** Input for this task follows **
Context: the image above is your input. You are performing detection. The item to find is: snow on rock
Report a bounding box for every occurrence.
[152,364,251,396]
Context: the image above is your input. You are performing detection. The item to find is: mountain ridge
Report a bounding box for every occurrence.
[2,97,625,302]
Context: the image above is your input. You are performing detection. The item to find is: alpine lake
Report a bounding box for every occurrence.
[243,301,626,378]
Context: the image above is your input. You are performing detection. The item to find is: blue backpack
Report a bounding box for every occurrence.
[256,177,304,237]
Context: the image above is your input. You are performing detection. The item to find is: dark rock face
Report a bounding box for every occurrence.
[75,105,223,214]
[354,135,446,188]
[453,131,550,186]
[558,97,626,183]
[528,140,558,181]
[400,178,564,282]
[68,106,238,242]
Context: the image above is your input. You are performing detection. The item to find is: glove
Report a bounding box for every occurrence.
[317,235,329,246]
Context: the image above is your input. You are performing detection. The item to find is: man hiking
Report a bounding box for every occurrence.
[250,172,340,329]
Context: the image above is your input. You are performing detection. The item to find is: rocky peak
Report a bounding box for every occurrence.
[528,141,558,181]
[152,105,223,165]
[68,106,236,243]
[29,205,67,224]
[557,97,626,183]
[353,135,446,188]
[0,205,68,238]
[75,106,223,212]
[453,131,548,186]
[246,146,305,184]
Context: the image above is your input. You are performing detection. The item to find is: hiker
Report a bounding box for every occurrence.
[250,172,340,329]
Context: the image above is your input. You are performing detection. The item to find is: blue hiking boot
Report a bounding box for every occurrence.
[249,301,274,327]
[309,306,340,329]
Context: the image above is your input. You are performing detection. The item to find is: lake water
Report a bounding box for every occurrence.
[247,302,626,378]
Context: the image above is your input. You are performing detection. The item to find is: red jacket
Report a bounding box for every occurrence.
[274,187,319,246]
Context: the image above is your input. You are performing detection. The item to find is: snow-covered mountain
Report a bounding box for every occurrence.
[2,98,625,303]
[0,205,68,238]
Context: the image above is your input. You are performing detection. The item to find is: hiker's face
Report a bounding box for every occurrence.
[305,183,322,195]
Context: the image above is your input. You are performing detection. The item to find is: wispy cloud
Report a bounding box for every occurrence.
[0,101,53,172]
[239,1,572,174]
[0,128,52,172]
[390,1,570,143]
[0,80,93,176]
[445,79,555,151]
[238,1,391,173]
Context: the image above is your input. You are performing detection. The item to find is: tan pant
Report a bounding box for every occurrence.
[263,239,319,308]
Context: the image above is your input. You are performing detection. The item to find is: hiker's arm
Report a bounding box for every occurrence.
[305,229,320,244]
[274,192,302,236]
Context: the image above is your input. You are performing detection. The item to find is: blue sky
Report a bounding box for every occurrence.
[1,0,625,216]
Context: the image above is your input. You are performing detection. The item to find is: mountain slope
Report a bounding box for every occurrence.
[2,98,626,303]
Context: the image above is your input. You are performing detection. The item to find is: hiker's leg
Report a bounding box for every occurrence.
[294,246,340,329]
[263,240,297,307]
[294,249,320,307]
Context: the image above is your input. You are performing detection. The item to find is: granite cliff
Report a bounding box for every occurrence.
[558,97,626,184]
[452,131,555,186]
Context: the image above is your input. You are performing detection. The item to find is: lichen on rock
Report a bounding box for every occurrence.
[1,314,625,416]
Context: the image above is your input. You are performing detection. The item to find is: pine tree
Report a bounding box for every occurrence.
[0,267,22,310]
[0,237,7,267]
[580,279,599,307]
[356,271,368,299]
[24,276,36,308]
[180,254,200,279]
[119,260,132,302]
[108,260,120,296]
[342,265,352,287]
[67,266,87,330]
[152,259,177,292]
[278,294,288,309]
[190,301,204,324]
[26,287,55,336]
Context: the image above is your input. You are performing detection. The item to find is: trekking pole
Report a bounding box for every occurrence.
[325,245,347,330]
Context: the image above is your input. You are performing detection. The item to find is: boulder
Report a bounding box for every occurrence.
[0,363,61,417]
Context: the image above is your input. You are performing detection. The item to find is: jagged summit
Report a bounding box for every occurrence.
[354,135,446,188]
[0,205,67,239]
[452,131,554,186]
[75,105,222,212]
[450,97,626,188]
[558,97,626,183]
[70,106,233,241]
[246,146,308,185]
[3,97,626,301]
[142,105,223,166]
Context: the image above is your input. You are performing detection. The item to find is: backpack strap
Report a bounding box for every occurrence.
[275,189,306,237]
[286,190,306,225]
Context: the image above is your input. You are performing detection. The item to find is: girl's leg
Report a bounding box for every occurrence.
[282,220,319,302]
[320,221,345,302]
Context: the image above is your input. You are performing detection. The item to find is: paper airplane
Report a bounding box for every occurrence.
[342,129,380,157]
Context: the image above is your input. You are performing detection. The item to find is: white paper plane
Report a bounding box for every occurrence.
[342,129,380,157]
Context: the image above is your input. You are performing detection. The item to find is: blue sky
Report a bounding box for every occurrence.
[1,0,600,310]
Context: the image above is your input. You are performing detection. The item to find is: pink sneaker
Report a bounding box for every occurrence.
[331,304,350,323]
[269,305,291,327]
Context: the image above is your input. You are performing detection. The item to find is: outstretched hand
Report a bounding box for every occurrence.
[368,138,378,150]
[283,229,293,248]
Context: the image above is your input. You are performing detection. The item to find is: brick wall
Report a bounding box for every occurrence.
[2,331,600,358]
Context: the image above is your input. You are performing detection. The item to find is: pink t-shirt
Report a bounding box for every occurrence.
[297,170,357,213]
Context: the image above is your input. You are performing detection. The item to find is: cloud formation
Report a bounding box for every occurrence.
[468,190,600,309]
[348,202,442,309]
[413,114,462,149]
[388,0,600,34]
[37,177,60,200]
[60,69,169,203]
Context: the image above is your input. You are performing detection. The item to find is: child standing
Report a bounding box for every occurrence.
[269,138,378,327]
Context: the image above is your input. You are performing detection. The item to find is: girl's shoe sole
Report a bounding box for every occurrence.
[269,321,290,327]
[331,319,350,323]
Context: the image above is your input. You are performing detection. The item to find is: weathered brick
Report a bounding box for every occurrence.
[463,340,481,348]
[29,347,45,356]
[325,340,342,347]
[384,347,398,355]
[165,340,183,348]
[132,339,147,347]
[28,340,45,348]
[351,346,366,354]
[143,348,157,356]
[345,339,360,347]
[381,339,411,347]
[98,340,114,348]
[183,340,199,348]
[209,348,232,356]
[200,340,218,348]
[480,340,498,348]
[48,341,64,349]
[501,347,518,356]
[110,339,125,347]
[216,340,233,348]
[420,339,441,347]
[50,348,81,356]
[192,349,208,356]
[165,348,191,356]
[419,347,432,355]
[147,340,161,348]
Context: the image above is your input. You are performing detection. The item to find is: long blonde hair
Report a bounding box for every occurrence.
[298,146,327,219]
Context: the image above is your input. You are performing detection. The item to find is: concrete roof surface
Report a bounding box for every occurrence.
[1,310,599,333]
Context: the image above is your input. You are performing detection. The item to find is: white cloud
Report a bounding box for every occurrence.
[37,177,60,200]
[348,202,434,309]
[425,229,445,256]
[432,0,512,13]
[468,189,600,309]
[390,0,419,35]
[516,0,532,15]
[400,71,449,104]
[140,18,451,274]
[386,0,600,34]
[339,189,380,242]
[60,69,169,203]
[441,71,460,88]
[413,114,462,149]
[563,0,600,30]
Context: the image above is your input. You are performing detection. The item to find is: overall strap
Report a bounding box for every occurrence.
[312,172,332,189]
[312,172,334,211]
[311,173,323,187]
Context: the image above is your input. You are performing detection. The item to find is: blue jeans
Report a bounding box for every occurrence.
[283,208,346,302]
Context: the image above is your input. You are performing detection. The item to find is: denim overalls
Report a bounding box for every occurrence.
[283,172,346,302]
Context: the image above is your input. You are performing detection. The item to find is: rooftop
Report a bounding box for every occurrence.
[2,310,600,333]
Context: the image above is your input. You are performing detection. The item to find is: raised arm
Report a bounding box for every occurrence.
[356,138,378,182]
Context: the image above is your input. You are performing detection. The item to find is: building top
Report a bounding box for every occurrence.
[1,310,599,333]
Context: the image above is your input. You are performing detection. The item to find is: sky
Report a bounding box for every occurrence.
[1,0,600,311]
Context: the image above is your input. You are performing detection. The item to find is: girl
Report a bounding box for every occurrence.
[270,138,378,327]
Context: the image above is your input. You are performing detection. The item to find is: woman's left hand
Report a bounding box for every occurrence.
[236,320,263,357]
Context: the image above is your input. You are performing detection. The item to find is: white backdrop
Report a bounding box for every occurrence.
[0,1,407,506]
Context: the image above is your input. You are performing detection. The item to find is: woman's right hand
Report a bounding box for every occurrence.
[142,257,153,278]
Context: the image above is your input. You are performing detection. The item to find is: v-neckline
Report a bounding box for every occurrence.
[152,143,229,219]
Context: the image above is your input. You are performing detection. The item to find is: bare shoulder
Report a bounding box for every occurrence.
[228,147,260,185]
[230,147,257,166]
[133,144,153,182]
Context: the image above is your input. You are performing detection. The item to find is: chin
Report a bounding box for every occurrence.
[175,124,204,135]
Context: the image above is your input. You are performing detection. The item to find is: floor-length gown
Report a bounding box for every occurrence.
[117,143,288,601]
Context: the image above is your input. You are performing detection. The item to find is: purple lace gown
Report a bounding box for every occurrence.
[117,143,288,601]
** End of Input for this task **
** Input for this task follows **
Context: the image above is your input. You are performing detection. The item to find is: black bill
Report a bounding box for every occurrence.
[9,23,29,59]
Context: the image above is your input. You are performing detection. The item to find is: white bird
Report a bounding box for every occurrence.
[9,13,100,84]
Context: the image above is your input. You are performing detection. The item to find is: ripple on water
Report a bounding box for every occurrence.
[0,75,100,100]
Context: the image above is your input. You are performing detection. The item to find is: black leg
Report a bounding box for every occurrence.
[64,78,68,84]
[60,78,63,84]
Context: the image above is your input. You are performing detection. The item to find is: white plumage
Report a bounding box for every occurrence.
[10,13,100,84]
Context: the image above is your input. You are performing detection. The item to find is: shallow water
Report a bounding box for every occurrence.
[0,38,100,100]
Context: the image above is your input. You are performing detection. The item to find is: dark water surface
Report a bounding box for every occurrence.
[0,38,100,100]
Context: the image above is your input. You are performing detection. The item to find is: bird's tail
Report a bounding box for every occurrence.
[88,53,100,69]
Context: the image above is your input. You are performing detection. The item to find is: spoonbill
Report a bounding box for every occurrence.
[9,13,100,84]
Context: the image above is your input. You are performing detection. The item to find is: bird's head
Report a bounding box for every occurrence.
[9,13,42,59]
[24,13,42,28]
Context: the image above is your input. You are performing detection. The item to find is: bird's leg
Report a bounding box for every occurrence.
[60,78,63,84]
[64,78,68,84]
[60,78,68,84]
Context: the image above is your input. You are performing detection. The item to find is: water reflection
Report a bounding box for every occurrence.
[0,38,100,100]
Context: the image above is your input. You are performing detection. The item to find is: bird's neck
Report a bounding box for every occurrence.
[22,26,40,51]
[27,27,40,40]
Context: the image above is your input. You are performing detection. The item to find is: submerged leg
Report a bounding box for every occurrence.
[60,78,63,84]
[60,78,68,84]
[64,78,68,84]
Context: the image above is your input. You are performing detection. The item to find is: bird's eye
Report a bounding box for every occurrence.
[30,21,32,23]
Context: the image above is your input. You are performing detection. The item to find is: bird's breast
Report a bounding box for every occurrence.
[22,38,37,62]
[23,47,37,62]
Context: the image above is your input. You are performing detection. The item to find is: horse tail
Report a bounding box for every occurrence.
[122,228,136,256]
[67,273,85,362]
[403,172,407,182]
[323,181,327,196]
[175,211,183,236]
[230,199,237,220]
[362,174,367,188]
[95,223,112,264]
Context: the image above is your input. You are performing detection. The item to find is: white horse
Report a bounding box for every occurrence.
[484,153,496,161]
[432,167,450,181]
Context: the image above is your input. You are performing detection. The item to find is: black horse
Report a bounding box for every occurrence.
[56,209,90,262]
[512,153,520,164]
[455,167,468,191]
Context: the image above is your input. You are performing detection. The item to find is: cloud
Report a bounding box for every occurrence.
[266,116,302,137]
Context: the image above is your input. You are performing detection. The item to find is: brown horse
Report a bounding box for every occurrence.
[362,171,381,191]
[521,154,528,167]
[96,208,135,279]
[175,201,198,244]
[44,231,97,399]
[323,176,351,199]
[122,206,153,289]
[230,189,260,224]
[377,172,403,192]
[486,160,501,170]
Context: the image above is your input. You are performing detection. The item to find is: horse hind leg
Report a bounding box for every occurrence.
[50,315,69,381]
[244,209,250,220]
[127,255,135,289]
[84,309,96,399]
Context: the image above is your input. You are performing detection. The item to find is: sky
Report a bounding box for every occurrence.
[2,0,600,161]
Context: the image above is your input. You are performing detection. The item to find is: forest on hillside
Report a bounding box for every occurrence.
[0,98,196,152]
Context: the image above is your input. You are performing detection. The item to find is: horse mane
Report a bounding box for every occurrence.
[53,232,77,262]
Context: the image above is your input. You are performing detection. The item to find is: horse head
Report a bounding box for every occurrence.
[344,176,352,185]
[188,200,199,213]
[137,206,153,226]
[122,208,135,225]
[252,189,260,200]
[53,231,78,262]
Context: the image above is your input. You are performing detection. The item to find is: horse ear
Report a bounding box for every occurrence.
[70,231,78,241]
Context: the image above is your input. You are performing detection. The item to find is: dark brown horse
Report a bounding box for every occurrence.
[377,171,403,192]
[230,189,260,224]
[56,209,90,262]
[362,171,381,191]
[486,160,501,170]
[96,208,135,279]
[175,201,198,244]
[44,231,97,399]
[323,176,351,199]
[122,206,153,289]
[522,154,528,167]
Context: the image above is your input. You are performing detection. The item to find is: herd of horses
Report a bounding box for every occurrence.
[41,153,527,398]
** End of Input for this task **
### Work task
Starting with the line that holds "snow on rock" and ending with the line that holds "dark rock face", retype every line in the data above exactly, and nothing else.

### Your response
Context: the image above is your input. You are performing detection. The item to find is: snow on rock
Report a bounding box for every occurrence.
[152,364,251,396]
Context: the image above is your input. You are performing detection. The item to find is: mountain ridge
Report a bounding box for every occurrence.
[2,97,625,302]
Context: the image above is your input. You are performing detection. The item to find is: alpine lake
Report a bounding box for every occurrence.
[243,301,626,378]
Context: the image above is your input. You are performing detection. The item to find is: blue backpack
Report a bounding box for every occurrence.
[256,177,304,237]
Context: the image above is your input. You are performing detection. The item to find is: dark rock face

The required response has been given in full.